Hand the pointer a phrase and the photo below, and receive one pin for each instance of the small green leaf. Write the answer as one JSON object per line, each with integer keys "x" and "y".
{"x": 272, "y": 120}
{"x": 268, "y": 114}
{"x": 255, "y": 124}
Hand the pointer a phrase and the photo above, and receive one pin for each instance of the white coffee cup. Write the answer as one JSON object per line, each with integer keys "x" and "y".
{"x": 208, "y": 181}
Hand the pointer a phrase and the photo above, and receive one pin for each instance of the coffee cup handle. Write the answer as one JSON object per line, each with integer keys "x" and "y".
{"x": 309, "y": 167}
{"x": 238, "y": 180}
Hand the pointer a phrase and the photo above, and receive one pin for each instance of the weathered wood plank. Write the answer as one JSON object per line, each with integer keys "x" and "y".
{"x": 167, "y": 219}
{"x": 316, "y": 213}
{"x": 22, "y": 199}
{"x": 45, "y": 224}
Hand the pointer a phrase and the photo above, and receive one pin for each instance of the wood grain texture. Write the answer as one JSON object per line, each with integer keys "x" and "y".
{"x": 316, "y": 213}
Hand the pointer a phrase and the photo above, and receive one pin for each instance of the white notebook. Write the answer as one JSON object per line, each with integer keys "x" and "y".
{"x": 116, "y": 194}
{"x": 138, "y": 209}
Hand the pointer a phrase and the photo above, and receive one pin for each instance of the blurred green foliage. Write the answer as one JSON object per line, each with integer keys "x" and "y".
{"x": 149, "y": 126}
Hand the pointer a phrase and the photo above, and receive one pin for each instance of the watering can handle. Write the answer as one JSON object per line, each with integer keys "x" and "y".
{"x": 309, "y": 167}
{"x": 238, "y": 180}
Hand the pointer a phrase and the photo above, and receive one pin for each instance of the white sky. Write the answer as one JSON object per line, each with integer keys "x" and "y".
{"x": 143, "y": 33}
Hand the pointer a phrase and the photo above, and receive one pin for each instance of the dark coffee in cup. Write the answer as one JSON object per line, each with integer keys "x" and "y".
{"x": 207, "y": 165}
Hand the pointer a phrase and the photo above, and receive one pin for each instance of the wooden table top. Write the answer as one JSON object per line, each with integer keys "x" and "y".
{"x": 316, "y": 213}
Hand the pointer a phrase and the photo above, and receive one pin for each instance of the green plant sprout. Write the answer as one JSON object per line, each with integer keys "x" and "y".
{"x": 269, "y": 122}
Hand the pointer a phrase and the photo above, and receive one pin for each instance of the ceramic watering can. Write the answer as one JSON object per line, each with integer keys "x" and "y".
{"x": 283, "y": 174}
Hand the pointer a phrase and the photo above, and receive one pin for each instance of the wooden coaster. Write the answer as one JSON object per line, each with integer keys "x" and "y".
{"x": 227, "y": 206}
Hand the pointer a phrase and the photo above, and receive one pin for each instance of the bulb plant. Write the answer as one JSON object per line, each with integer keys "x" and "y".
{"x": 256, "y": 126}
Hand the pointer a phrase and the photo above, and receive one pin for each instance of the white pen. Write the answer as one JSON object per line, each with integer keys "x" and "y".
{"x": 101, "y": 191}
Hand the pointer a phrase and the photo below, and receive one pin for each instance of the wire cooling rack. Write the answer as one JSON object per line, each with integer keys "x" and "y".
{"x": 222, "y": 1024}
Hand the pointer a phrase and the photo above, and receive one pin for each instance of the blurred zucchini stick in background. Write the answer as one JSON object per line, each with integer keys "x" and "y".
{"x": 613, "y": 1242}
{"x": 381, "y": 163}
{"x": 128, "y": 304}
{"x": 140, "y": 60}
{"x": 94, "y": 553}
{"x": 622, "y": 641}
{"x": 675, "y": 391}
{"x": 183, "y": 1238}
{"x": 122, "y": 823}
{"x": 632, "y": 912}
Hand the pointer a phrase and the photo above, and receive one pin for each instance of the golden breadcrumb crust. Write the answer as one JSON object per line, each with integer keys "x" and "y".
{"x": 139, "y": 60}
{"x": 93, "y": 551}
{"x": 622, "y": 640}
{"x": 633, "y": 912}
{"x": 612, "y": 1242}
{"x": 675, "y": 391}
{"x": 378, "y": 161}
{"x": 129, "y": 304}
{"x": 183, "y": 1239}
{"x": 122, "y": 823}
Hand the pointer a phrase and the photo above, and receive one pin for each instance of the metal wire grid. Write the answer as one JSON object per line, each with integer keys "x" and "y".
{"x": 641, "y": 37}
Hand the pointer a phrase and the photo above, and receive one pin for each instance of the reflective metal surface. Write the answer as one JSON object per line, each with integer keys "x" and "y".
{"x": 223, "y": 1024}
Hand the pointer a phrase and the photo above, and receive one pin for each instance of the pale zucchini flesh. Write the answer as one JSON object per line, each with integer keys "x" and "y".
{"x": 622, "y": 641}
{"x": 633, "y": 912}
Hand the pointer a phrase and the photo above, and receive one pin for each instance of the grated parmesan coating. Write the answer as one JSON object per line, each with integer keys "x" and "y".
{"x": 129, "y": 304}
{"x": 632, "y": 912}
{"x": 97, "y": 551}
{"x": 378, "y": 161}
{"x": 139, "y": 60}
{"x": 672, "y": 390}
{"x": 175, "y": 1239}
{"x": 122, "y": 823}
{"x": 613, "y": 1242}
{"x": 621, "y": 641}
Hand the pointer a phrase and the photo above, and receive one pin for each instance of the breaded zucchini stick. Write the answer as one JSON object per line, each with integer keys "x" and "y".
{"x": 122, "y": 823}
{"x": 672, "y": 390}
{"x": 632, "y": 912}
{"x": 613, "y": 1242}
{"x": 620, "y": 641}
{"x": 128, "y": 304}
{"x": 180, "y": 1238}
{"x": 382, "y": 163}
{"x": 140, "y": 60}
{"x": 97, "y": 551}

▶ [Exercise instructions] Copy each record above so that no word or mark differs.

▶ [Result of this exercise]
Hand the pointer a phrase and the photo below, and receive one pin for each instance of the small green leaf. Write the answer as one JSON object per line, each with integer keys "x" and "y".
{"x": 272, "y": 120}
{"x": 268, "y": 114}
{"x": 255, "y": 124}
Hand the pointer a phrase and the photo above, and receive one pin for each instance of the white coffee cup. Write the answer as one JSON object per line, each with integer keys "x" and "y".
{"x": 208, "y": 181}
Hand the pointer a phrase and the photo above, and receive one pin for each instance of the coffee cup handle. Write the answer as one JSON object per line, each with integer keys "x" and "y".
{"x": 309, "y": 167}
{"x": 238, "y": 180}
Hand the pointer a phrase and the photo above, and receive one pin for each instance of the weathered wood plank. Write the answer as one JSON object per line, each with integer keys "x" and "y".
{"x": 167, "y": 219}
{"x": 316, "y": 213}
{"x": 22, "y": 199}
{"x": 45, "y": 224}
Hand the pointer a phrase and the photo above, and receive one pin for each instance of the wood grain texture. Write the answer as one JSON object per line, each with integer keys "x" and "y".
{"x": 316, "y": 213}
Hand the pointer a phrase and the photo above, and receive one pin for each instance of the white notebook. Write the answer as one JSON object per line, each with integer keys "x" and "y".
{"x": 116, "y": 194}
{"x": 138, "y": 209}
Hand the pointer a phrase and the photo above, and receive one pin for each instance of the blurred green foliage. Write the answer as one JSON object per line, each with integer keys "x" and "y".
{"x": 149, "y": 126}
Hand the pointer a phrase and the photo above, and receive one pin for each instance of the watering can handle. Write the answer as one JSON object per line, each with integer keys "x" and "y".
{"x": 309, "y": 167}
{"x": 238, "y": 180}
Hand the pointer a phrase and the photo above, and receive one pin for each instance of the white sky. Write the answer as one JSON object per line, each with integer keys "x" and "y".
{"x": 143, "y": 33}
Hand the pointer a phrase and the photo above, and receive one pin for each instance of the dark coffee in cup. Write the answer as one JSON object per line, each with integer keys "x" and "y".
{"x": 207, "y": 165}
Hand the pointer a phrase and the photo above, and receive one pin for each instance of the wooden table top. Write the answer as one JSON object per line, each with integer keys "x" and "y".
{"x": 316, "y": 213}
Hand the pointer a phrase and the photo above, and receive one pin for each instance of the green plant sprout. Write the answer as one JSON object per line, each with integer keys "x" and "y".
{"x": 269, "y": 122}
Hand the pointer a phrase and the photo above, and receive one pin for each instance of the ceramic watering can. Write the answer as one JSON object per line, each with integer keys "x" and "y".
{"x": 283, "y": 174}
Hand the pointer a phrase and the photo above, and receive one pin for each instance of the wooden coaster. Write the answer as one JSON object per line, each with integer keys "x" and "y".
{"x": 227, "y": 206}
Hand the pointer a phrase and the photo above, and receive one pin for each instance of the bulb plant. Write the answer as one JSON object per line, each with integer keys "x" and "y".
{"x": 256, "y": 126}
Hand the pointer a phrase and the photo above, and receive one pin for each instance of the white pen. Write the answer as one JSON object per line, each with integer keys "x" and "y".
{"x": 101, "y": 191}
Hand the pointer a phrase and the photo below, and receive one pin for each instance of the wire cooling rack. Write the answer as one JSON object per line, each with integer keys "x" and "y".
{"x": 222, "y": 1024}
Hand the pointer a phrase and the photo above, and receive one pin for each instance of the blurred zucchini stick in background. Write the answer as one JSON object per line, each with integer keys "x" and "y".
{"x": 613, "y": 1242}
{"x": 381, "y": 163}
{"x": 128, "y": 304}
{"x": 140, "y": 60}
{"x": 94, "y": 553}
{"x": 622, "y": 641}
{"x": 675, "y": 391}
{"x": 183, "y": 1238}
{"x": 122, "y": 823}
{"x": 632, "y": 912}
Hand the pointer a phrase and the photo above, and receive one pin for each instance of the golden breadcrumb crust. Write the answer as one JSON object per line, each with integer keys "x" and "y".
{"x": 139, "y": 60}
{"x": 93, "y": 551}
{"x": 622, "y": 640}
{"x": 633, "y": 912}
{"x": 612, "y": 1242}
{"x": 675, "y": 391}
{"x": 378, "y": 161}
{"x": 129, "y": 304}
{"x": 183, "y": 1239}
{"x": 122, "y": 823}
Hand the pointer a phrase and the photo above, and receive one pin for each instance of the metal wire grid. Write the answer as one JSON object per line, each with integer keys "x" and "y".
{"x": 641, "y": 37}
Hand the pointer a phrase and the photo above, and receive one pin for each instance of the reflective metal surface. Write the answer as one JSON object per line, each with integer keys "x" and "y".
{"x": 223, "y": 1024}
Hand the pointer a phrase and the photo above, and receive one pin for each instance of the pale zucchini flesh. Write the answer as one JSON object per line, each with integer keys "x" and "y".
{"x": 622, "y": 641}
{"x": 633, "y": 912}
Hand the pointer a phrase and the photo above, and receive one pin for each instance of the grated parmesan coating. Write the answer as one JSON object per line, each with integer keys "x" and "y".
{"x": 129, "y": 304}
{"x": 632, "y": 912}
{"x": 97, "y": 551}
{"x": 378, "y": 161}
{"x": 139, "y": 60}
{"x": 672, "y": 390}
{"x": 175, "y": 1239}
{"x": 122, "y": 823}
{"x": 613, "y": 1242}
{"x": 621, "y": 641}
Hand the pointer a phrase and the photo above, and receive one pin for each instance of the breaded zucchini stick. Write the answer as one JSON object per line, each with integer keys "x" and "y".
{"x": 122, "y": 823}
{"x": 672, "y": 390}
{"x": 632, "y": 912}
{"x": 613, "y": 1242}
{"x": 620, "y": 641}
{"x": 128, "y": 304}
{"x": 180, "y": 1238}
{"x": 382, "y": 163}
{"x": 140, "y": 60}
{"x": 97, "y": 551}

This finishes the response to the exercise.